■ TEXTE À LIRE:
Vous achevez aujourd’hui à Metz un tour de France commencé en juillet dernier. Qui avez-vous rencontré ?
Je suis allé à la rencontre de nos personnels de CDC Habitat pour leur présenter la réorganisation en cours. Nos treize Entreprises sociales pour l’habitat (ESH) vont fusionner en une seule. Nous allons créer six directions interrégionales autour de nos deux pôles d’activités, le logement intermédiaire et le logement social. Nos agences seront maintenues pour conserver le lien avec les acteurs locaux et nos locataires sur le terrain. J’ai également rencontré un grand nombre d’élus et de représentants d’organismes de logements sociaux qui se posent des questions quant à leur capacité à réaliser leur plan de charge et à produire du logement à l’avenir, notamment suite aux réformes sur les APL et la loi Elan. J’ai pu les rassurer en leur expliquant que la Banque des territoires et CDC Habitat seraient à leurs côtés.
Comment pouvez-vous les en assurer ?

■ CONSIGNES:
(1) Les affirmations suivantes concordent-elles avec l'entretien ? Pour chacune, répondez par oui ou par non et citez à l'identique les mots de l'entretien qui tranchent. (a) Les treize ESH vont fusionner en une seule. (b) Les agences seront supprimées. (c) Le tour de France a commencé en septembre.
(2) Recopiez mot pour mot le passage de l'entretien qui débute aux mots « Je suis allé » et se termine après « à leurs côtés. ».

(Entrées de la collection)

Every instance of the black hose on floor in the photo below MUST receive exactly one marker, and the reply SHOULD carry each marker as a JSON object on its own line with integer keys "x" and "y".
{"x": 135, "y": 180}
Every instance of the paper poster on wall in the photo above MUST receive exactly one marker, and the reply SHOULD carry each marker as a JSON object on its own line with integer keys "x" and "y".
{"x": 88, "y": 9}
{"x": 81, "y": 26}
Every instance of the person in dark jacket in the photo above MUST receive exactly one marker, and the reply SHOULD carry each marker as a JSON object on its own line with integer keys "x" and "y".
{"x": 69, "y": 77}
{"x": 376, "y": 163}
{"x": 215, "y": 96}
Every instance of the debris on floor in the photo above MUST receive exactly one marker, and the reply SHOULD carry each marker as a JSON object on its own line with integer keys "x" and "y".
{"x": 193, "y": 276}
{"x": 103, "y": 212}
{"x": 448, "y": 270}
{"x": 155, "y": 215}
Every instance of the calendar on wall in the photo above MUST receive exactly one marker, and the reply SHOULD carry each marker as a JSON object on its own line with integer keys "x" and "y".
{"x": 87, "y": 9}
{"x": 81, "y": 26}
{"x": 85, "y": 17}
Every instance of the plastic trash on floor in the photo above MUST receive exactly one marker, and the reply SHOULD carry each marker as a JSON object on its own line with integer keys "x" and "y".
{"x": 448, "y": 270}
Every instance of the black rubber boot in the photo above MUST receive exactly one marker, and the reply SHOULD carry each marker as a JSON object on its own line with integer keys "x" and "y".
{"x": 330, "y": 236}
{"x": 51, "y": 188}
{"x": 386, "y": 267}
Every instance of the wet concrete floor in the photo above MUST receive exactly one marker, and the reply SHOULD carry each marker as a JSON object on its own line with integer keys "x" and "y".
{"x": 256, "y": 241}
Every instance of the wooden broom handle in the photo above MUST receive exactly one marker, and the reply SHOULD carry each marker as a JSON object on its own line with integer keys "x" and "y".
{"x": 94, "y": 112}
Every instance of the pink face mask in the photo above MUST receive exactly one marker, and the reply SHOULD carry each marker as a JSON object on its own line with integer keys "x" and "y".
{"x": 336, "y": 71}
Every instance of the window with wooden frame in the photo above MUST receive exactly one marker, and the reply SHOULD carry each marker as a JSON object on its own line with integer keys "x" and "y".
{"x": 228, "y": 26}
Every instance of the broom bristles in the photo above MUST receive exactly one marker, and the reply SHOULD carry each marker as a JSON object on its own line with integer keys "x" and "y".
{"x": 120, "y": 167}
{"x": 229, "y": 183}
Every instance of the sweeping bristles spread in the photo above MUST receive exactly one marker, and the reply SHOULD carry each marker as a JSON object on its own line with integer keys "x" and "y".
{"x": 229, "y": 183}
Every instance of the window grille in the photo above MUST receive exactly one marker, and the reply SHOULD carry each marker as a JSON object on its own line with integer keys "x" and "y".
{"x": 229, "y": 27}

■ RÉPONSES:
(1)
(a) Oui : « Nos treize Entreprises sociales pour l’habitat (ESH) vont fusionner en une seule. »
(b) Non : « Nos agences seront maintenues pour conserver le lien avec les acteurs locaux et nos locataires sur le terrain. »
(c) Non : « un tour de France commencé en juillet dernier »

(2)
Je suis allé à la rencontre de nos personnels de CDC Habitat pour leur présenter la réorganisation en cours. Nos treize Entreprises sociales pour l’habitat (ESH) vont fusionner en une seule. Nous allons créer six directions interrégionales autour de nos deux pôles d’activités, le logement intermédiaire et le logement social. Nos agences seront maintenues pour conserver le lien avec les acteurs locaux et nos locataires sur le terrain. J’ai également rencontré un grand nombre d’élus et de représentants d’organismes de logements sociaux qui se posent des questions quant à leur capacité à réaliser leur plan de charge et à produire du logement à l’avenir, notamment suite aux réformes sur les APL et la loi Elan. J’ai pu les rassurer en leur expliquant que la Banque des territoires et CDC Habitat seraient à leurs côtés.